* Task brief *
Transcribe the records below without changing anything, starting at the first line and ending with the line that contains "(349, 1108)", including that line.

* Available data *
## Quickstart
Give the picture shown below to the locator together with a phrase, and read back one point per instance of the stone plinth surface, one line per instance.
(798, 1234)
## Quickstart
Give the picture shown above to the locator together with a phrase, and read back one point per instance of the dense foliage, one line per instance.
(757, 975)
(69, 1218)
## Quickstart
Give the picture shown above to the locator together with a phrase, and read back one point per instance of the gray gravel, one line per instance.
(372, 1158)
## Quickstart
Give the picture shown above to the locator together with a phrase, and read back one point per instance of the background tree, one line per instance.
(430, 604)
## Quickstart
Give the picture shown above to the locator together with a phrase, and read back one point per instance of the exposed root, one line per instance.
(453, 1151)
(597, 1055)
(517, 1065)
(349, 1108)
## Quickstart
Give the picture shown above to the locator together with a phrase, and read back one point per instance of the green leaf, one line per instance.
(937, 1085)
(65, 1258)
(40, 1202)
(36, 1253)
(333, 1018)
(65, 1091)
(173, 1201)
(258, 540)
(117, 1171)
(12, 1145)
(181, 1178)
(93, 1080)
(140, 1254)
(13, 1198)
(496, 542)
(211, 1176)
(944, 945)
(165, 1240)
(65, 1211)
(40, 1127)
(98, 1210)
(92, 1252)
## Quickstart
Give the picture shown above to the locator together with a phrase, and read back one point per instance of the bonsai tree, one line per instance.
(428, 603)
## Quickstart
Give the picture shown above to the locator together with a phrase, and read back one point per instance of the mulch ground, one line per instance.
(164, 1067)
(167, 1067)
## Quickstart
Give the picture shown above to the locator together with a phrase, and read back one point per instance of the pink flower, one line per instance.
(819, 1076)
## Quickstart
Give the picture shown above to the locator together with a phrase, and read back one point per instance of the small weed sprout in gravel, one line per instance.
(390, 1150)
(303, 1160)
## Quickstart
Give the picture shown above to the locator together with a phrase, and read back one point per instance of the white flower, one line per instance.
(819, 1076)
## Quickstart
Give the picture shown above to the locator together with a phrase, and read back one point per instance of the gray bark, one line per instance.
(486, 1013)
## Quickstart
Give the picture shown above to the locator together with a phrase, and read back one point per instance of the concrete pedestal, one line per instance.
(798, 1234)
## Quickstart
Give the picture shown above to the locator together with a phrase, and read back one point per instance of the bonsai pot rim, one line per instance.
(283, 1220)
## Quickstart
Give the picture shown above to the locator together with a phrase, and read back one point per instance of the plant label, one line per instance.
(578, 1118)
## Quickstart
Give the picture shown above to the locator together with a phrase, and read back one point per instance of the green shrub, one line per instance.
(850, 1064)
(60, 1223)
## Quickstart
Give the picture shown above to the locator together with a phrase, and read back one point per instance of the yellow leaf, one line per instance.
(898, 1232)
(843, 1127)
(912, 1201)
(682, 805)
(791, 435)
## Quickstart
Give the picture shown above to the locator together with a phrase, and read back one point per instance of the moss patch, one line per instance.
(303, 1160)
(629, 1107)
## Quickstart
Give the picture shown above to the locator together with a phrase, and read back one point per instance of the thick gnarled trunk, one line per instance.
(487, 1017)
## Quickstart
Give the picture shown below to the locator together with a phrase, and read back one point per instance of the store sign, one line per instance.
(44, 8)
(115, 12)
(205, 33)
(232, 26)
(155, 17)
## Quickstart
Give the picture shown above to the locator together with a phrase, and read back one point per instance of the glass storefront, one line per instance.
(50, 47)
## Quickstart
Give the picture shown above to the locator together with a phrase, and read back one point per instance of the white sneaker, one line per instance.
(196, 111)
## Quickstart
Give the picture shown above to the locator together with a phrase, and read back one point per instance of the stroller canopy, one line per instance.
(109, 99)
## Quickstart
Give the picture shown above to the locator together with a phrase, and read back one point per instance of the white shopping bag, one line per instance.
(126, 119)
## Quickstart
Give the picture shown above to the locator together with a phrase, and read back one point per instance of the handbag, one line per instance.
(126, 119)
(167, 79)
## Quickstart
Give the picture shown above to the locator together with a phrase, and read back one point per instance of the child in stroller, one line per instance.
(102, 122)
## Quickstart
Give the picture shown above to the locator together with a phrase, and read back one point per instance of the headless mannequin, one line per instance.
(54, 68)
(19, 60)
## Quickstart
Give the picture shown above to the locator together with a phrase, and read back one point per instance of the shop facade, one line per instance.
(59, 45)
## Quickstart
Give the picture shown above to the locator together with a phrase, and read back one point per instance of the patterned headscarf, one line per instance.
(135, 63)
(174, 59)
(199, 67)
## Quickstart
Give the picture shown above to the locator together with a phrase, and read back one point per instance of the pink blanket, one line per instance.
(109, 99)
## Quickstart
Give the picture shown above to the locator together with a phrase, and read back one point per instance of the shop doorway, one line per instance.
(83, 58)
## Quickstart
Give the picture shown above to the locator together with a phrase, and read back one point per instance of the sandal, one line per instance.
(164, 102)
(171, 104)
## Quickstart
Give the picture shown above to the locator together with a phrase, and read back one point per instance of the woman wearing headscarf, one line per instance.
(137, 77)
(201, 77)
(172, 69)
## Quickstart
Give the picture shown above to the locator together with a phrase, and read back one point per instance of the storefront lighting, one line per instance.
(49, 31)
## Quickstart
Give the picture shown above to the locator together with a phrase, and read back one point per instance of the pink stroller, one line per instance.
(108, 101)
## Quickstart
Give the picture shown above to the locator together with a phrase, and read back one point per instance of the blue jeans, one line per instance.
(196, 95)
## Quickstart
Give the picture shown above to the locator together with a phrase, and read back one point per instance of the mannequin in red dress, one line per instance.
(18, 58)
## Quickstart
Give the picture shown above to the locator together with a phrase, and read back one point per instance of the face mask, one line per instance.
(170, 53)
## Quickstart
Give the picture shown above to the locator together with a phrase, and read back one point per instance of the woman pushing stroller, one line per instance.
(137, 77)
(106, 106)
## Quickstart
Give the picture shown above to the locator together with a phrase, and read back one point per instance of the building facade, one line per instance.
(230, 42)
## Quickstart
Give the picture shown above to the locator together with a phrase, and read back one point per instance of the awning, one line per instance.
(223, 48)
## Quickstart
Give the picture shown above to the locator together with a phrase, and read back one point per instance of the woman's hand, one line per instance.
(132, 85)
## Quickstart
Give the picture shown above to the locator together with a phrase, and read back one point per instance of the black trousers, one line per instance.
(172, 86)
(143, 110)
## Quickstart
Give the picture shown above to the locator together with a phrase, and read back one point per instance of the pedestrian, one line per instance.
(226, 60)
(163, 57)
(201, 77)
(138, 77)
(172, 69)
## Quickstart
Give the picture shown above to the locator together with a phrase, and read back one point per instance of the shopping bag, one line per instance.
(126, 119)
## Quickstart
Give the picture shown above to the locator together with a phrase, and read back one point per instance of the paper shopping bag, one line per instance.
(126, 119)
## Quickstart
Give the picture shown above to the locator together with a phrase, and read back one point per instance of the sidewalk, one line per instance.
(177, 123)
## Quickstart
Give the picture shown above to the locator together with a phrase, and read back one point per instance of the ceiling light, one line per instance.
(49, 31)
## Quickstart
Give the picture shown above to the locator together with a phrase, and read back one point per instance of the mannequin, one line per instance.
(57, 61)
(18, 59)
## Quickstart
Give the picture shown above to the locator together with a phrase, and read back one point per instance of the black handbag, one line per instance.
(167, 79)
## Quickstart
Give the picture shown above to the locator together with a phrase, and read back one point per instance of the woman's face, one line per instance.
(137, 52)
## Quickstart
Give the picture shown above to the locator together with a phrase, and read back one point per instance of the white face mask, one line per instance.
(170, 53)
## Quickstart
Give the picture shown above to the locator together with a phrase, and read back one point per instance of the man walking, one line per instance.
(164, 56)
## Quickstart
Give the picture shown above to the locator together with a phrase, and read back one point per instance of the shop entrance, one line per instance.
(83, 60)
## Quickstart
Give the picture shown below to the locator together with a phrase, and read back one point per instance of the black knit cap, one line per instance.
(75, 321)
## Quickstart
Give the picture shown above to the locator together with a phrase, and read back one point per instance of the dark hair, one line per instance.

* Exercise result *
## Quickstart
Give the picture shown below to the locator together with a phrase, and read back one point per instance of the stone plinth surface, one line per instance.
(798, 1234)
## Quickstart
Give the picture shown above to the locator together with a phrase, and read back one point per instance of the dense foliage, one line per instance.
(757, 975)
(69, 1218)
## Quickstart
Give the picture shown above to the locator together with a phrase, and read back one point per instance of the gray gravel, one line per instance.
(372, 1158)
## Quickstart
Give the picture shown above to the locator together with a phrase, and read back one point per instance of the background tree, one line per instance.
(430, 604)
## Quickstart
Give the picture shown above to the locator together with a phrase, and read back one point per instance of the exposed root, one line per instance.
(453, 1151)
(597, 1055)
(517, 1065)
(349, 1108)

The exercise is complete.